### Task statement
Please reproduce the whole passage below on quantum cryptography and microwave photonics word for word.

### Excerpted passage
════════════════
In the world of modern technology and massive information transfer, security is vital. Quantum cryptography offers a way for two parties to communicate securely through the use of quantum 'keys' distributed between them, which protect data-carrying photons during transmission. The challenge is to prevent eavesdroppers from overhearing the conversation by interfering with the information exchanged. In their article, Hiroki Takesue and colleagues in Japan and the USA report on a quantum-key-distribution (QKD) experiment that manages to create secure keys over 200 km of optical fibre, with a 42-dB channel loss. Their achievement represents a doubling of the previous distance record set for ground-based QKD performed over a fibre link. More importantly, by implementing a differential-phase-shift protocol (with a 10-GHz clock frequency) and using superconducting single-photon detectors, the quantum keys can resist general collective attacks on individual photons, as well as specific attacks on multiphotons exchanged between the parties.

[Article p343 ; News & Views p314 ]

Two worlds collide

In this month's review article, José Capmany and Dalma Novak lead us into the world of microwave photonics. For over 30 years, researchers have been interested in the applications that can result from combining the strengths of the radiofrequency domain with those of the optical spectrum. Microwave fibre-optic communication links have a number of advantages over conventional coaxial or waveguide links: they are smaller, lighter, cheaper, undergo low damping and are immune to electrical interference. A key application area is radio-over-fibre systems, in which radio signals are transported efficiently from, say, a central office to a number of distributed antenna stations. Other systems that could take advantage of such technology are cellular networks, wireless local area networks and broadband networks offering very high bandwidths. Microwave photonics is rightfully enjoying a good deal of interest.
════════════════
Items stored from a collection
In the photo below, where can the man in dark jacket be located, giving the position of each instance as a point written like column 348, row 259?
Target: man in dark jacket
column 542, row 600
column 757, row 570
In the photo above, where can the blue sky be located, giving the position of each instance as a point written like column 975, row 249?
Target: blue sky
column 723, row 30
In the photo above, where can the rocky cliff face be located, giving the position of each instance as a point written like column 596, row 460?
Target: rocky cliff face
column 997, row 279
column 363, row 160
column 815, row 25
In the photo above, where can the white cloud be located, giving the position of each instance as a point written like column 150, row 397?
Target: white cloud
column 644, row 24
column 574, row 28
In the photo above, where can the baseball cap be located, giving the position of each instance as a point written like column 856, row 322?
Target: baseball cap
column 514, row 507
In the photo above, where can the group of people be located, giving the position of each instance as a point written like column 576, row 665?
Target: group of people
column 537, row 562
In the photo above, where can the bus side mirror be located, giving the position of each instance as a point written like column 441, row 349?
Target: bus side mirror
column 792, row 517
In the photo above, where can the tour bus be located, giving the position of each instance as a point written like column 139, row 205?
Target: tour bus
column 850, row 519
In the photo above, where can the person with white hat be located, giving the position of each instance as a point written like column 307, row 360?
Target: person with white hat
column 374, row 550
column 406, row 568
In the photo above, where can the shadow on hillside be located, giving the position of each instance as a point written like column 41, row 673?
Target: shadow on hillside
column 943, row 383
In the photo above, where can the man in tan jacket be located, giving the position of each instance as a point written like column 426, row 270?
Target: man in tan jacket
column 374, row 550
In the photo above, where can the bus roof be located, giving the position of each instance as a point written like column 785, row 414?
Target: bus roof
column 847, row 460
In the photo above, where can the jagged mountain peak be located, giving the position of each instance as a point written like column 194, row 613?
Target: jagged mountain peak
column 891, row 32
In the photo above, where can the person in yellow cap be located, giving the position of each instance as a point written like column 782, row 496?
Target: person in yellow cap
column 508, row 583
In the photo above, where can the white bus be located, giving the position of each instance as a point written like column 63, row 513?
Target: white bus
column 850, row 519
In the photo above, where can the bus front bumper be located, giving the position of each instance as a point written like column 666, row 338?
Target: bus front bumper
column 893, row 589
════════════════
### Finished answer
In the world of modern technology and massive information transfer, security is vital. Quantum cryptography offers a way for two parties to communicate securely through the use of quantum 'keys' distributed between them, which protect data-carrying photons during transmission. The challenge is to prevent eavesdroppers from overhearing the conversation by interfering with the information exchanged. In their article, Hiroki Takesue and colleagues in Japan and the USA report on a quantum-key-distribution (QKD) experiment that manages to create secure keys over 200 km of optical fibre, with a 42-dB channel loss. Their achievement represents a doubling of the previous distance record set for ground-based QKD performed over a fibre link. More importantly, by implementing a differential-phase-shift protocol (with a 10-GHz clock frequency) and using superconducting single-photon detectors, the quantum keys can resist general collective attacks on individual photons, as well as specific attacks on multiphotons exchanged between the parties.

[Article p343 ; News & Views p314 ]

Two worlds collide

In this month's review article, José Capmany and Dalma Novak lead us into the world of microwave photonics. For over 30 years, researchers have been interested in the applications that can result from combining the strengths of the radiofrequency domain with those of the optical spectrum. Microwave fibre-optic communication links have a number of advantages over conventional coaxial or waveguide links: they are smaller, lighter, cheaper, undergo low damping and are immune to electrical interference. A key application area is radio-over-fibre systems, in which radio signals are transported efficiently from, say, a central office to a number of distributed antenna stations. Other systems that could take advantage of such technology are cellular networks, wireless local area networks and broadband networks offering very high bandwidths. Microwave photonics is rightfully enjoying a good deal of interest.